▶ Texte de la page
* * * * *
Adopté le 5 novembre 2010- à la majorité (4 voix contre, deux abstentions)

Préambule

Le projet de loi de finances pour 2011 s’inscrit dans une progression des budgets depuis 2007, qui affichent une priorité pour la recherche et l’enseignement supérieur. Il se place toujours dans le cadre des engagements de Lisbonne qui visent à créer une société de la connaissance et à porter l’effort de recherche à 3% du PIB.

Le Conseil supérieur de la recherche et de la technologie approuve la constance de la priorité faite au budget de la recherche et de l’enseignement supérieur, dans un contexte où les efforts de réduction des déficits publics sont particulièrement marqués pour le budget 2011 de l’Etat. De même, il faut souligner le fait que l’enseignement supérieur et la recherche sont les seuls secteurs qui échappent à la règle générale de non remplacement d’un fonctionnaire sur deux partant à la retraite. Le projet de budget doit aussi s’apprécier, au-delà des crédits budgétaires proprement dits, au regard des investissements d’avenir (ex-grand emprunt), et des revenus des dotations non consommables du plan CAMPUS.
* * * * *
▶ Matériel
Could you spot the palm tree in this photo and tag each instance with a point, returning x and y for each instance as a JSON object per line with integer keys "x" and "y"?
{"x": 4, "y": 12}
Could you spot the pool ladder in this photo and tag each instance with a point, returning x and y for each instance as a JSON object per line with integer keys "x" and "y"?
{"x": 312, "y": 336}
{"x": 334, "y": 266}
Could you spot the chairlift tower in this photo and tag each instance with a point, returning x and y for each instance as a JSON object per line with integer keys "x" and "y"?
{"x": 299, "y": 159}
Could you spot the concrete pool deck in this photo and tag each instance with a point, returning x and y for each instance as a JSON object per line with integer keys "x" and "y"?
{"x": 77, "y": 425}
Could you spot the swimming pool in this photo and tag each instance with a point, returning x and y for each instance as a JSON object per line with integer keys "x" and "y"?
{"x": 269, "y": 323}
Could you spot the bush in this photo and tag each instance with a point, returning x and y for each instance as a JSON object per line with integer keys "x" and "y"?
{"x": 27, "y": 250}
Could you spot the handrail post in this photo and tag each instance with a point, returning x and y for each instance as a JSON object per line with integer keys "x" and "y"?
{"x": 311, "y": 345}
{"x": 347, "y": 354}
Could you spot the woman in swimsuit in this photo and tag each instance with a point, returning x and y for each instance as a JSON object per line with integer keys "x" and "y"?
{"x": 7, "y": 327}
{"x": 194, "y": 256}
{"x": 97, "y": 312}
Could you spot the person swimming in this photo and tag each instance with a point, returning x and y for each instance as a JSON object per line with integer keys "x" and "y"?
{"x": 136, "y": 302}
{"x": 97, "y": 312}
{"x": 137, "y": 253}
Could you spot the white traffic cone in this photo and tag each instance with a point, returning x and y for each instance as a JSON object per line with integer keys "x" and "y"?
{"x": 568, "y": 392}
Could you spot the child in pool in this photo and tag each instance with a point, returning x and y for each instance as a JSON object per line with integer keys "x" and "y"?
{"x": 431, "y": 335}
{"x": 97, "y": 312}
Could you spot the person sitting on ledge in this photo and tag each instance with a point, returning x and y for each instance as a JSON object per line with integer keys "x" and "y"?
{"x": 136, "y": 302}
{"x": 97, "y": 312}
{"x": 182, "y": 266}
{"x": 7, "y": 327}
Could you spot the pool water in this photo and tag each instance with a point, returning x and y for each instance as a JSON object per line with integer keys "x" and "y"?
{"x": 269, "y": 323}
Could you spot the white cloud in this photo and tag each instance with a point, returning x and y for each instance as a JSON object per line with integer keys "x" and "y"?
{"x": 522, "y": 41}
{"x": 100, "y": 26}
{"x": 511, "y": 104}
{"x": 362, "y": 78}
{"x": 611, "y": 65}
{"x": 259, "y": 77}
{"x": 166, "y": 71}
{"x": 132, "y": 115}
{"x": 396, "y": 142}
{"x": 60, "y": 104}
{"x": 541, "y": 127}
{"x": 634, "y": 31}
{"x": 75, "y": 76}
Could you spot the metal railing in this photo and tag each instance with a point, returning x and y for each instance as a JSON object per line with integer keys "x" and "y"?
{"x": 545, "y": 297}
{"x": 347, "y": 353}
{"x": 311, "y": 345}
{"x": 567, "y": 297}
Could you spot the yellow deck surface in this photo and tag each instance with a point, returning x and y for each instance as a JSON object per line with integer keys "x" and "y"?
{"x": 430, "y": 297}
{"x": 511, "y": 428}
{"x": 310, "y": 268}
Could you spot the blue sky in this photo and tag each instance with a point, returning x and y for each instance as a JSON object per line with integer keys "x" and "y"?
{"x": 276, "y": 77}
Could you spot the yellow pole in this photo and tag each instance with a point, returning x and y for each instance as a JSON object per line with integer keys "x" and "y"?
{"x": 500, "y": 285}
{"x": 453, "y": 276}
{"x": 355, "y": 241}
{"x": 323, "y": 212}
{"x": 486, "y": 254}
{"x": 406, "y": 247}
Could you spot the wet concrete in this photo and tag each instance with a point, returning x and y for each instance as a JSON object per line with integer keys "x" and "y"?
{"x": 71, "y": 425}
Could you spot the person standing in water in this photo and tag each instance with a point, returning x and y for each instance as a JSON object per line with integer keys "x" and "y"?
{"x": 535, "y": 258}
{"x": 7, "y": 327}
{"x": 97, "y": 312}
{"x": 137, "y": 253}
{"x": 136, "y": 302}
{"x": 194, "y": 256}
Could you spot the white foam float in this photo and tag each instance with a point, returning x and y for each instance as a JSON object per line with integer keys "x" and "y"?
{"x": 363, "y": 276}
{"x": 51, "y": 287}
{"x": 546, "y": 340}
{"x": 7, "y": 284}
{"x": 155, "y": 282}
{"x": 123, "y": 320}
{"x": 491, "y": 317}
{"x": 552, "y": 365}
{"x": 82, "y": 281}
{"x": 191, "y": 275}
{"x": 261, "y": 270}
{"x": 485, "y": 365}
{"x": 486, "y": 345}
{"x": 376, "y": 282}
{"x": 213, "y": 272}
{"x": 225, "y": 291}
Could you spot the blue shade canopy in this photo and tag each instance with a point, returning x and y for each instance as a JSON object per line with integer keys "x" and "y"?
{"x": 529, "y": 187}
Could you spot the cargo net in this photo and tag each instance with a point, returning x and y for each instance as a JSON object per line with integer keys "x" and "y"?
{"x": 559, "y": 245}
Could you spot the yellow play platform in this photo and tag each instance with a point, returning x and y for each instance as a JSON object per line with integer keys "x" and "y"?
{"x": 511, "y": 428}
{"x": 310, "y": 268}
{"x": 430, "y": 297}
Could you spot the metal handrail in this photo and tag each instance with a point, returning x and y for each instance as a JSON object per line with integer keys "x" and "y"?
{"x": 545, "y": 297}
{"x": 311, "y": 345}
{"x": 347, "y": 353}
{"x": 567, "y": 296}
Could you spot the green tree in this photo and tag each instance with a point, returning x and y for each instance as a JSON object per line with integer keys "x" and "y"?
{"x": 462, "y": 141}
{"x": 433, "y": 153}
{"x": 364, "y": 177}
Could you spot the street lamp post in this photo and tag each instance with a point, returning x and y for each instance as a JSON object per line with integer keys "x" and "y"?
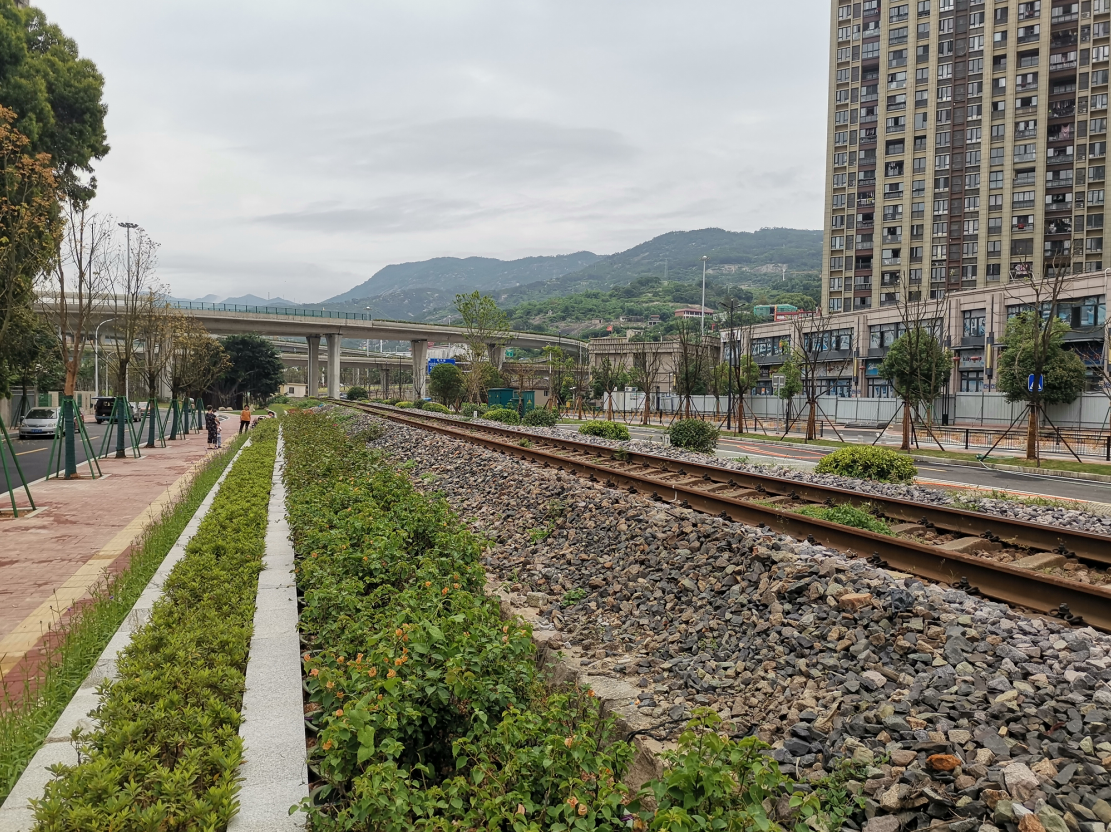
{"x": 128, "y": 227}
{"x": 702, "y": 311}
{"x": 96, "y": 354}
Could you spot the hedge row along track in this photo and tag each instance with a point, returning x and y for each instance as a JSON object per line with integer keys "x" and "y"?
{"x": 730, "y": 494}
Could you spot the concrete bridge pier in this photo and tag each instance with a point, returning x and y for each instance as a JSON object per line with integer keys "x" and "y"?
{"x": 420, "y": 367}
{"x": 333, "y": 364}
{"x": 312, "y": 374}
{"x": 497, "y": 354}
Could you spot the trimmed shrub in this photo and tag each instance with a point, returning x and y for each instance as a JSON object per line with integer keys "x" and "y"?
{"x": 693, "y": 434}
{"x": 537, "y": 418}
{"x": 502, "y": 414}
{"x": 167, "y": 744}
{"x": 868, "y": 462}
{"x": 606, "y": 430}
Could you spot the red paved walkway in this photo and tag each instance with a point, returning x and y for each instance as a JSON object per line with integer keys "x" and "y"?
{"x": 50, "y": 558}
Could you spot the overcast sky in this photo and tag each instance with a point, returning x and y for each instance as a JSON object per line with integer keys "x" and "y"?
{"x": 297, "y": 148}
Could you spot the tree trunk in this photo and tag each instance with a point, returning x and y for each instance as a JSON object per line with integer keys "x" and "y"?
{"x": 1032, "y": 432}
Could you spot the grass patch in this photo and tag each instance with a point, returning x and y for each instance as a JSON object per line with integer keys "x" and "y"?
{"x": 847, "y": 515}
{"x": 166, "y": 751}
{"x": 27, "y": 719}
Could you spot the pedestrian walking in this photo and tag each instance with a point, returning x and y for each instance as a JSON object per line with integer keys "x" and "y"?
{"x": 213, "y": 428}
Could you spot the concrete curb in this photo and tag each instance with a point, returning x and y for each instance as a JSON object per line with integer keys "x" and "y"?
{"x": 16, "y": 814}
{"x": 274, "y": 772}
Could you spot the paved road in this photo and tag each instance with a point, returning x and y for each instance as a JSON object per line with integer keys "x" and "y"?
{"x": 34, "y": 453}
{"x": 939, "y": 472}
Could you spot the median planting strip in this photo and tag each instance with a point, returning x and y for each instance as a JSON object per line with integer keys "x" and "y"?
{"x": 427, "y": 709}
{"x": 164, "y": 752}
{"x": 30, "y": 712}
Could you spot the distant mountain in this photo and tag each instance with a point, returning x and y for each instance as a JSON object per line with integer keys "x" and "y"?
{"x": 426, "y": 290}
{"x": 453, "y": 274}
{"x": 243, "y": 300}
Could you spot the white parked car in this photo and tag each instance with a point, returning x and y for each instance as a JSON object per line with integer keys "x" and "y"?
{"x": 40, "y": 422}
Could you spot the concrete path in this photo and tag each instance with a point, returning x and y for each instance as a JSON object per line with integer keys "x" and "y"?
{"x": 50, "y": 558}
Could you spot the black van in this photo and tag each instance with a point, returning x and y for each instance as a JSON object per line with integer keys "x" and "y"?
{"x": 102, "y": 409}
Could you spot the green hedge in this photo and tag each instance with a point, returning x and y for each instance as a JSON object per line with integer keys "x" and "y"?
{"x": 26, "y": 719}
{"x": 429, "y": 710}
{"x": 604, "y": 429}
{"x": 540, "y": 418}
{"x": 502, "y": 414}
{"x": 693, "y": 434}
{"x": 868, "y": 462}
{"x": 167, "y": 750}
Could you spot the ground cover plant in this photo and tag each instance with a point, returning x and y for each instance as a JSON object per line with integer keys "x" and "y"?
{"x": 427, "y": 707}
{"x": 694, "y": 434}
{"x": 604, "y": 429}
{"x": 27, "y": 712}
{"x": 166, "y": 751}
{"x": 869, "y": 462}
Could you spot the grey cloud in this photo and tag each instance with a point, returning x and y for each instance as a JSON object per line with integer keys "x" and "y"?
{"x": 397, "y": 214}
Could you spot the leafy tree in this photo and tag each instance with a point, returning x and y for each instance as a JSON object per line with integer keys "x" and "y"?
{"x": 917, "y": 366}
{"x": 57, "y": 94}
{"x": 254, "y": 367}
{"x": 486, "y": 329}
{"x": 30, "y": 224}
{"x": 1062, "y": 370}
{"x": 447, "y": 383}
{"x": 792, "y": 383}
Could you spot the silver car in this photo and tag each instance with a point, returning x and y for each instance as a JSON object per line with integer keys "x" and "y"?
{"x": 40, "y": 422}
* * * * *
▶ À faire
A – D'après le texte sur le budget 2011, quels secteurs échappent à la règle générale de non-remplacement d'un fonctionnaire sur deux partant à la retraite ?
B – Reprenez le texte sur le budget 2011 après sa dernière phrase et prolongez-le d'un paragraphe.

▶ Réponses aux consignes
A – L'enseignement supérieur et la recherche.

B –
Le Conseil constate néanmoins, à partir des chiffres de la Dépense Intérieure de Recherche et de Développement (DIRD) et de la Dépense Nationale de Recherche et de Développement (DNRD), que le taux de R&D français reste en deçà des objectifs de Lisbonne. L’évolution du ratio DIRD/PIB depuis 2002 décroît régulièrement jusqu’à 2007 (2.06%) et reprend une tendance légèrement positive en 2008 (2.07%). Le ratio DNRD/PIB suit la même tendance (2.09 en 2007, 2.11 en 2008 et 2.21 en 2009). Le taux de croissance de la DIRD restant le plus bas de ceux des pays de l’OCDE, le CSRT reste préoccupé par la situation et souhaite que l’effort actuel des pouvoirs publics perdure et s’intensifie encore pendant de nombreuses années pour que notre pays reste dans la course des plus développés en matière de recherche, d’innovation et de performance économique.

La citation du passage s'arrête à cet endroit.